▶ **KUTIPAN DOKUMEN**
::::
Berapa banyak dari kaum muslimin yang terpedaya dengan propaganda JIL (Jaringan Islam Liberal). Dan tidak sedikit dari mereka yang menjadi penganut aliran sesat. Pengikut para nabi palsu. Pendukung kelompok yang mudah mengkafirkan kelompok lain dan pondasi agama dibangun atas dasar mengikuti keinginan hawa nafsu semata.
Untuk itu, apapun profesi kita. Baik sebagai pejabat Negara, berkiprah di parlemen, pengurus partai politik, pengusaha, wiraswasta, pedagang, presenter di televisi, bekerja di dinas kesehatan, staf pengajar, pelajar, petani, pemborong, juru kebun, penjual sayur dan kue dan yang lainnya.
Kita berkewajiban untuk selalu memperluas ilmu pengetahuan kita. Baik dengan cara menerima transfer ilmu dari orang lain maupun dengan jalan tarbiyah zatiyah (pendidikan mandiri) dengan cara membaca buku, mendengarkan ceramah agama dan seterusnya. Hal ini kita lakukan demi membentengi diri kita dan orang-orang dekat kita dari terpaan syubhat yang menghancurkan masa depan kita di akherat sana.
Saudaraku..
Dalam meretasi hidup, tanpa berbekal kesabaran maka kita akan gagal dan terpuruk. Tak berlebihan jika kita katakan bahwa keberhasilan dan kesuksesan kita dalam menjalani hidup, separuhnya ditentukan oleh kesabaran. Artinya orang yang miskin kesabaran, maka masa depannya di dunia akan suram dan di akherat sana ia dapati gelap gulita.
“Dia yang menjadikan mati dan hidup, supaya Dia menguji kamu siapa di antara kamu yang lebih baik amalnya.” Al Mulk: 2.
Sabar merupakan akhlak terpuji yang menjadi ciri khas seorang mukmin dan paling banyak disebut dalam al Qur’an. Imam al-Ghazali berkata, “Allah swt menyebut kata sabar di dalam al Qur’an lebih dari 70 tempat.”
Ibnul Qayyim pernah mengutip perkataan Imam Ahmad, “Sabar di dalam al Qur’an terdapat di sekitar 90 tempat.”
Sabar kita butuhkan dalam setiap nafas kehidupan kita. Terlebih bagi kita yang sedang mendaki puncak ubudiyah, memerlukan nafas panjang dari kesabaran. Agar kita tidak terengah-engah, mengalami kelelahan jiwa dan mundur dari perjuangan mengukir prestasi di hadapan-Nya.
::::
▶ **DATA MENTAH**

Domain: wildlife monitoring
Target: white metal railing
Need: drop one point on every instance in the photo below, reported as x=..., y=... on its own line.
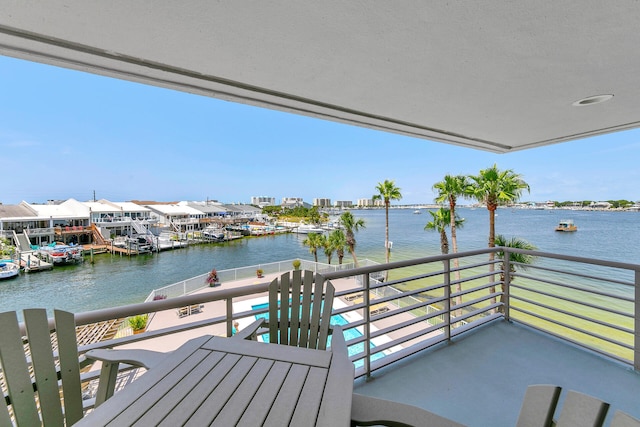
::::
▶ **TUGAS YANG DIBERIKAN**
Tampilkan bagian kutipan dokumen dari "Untuk itu, apapun" sampai "dan yang lainnya." tanpa mengubah satu kata pun.

▶ **HASIL YANG BENAR**
Untuk itu, apapun profesi kita. Baik sebagai pejabat Negara, berkiprah di parlemen, pengurus partai politik, pengusaha, wiraswasta, pedagang, presenter di televisi, bekerja di dinas kesehatan, staf pengajar, pelajar, petani, pemborong, juru kebun, penjual sayur dan kue dan yang lainnya.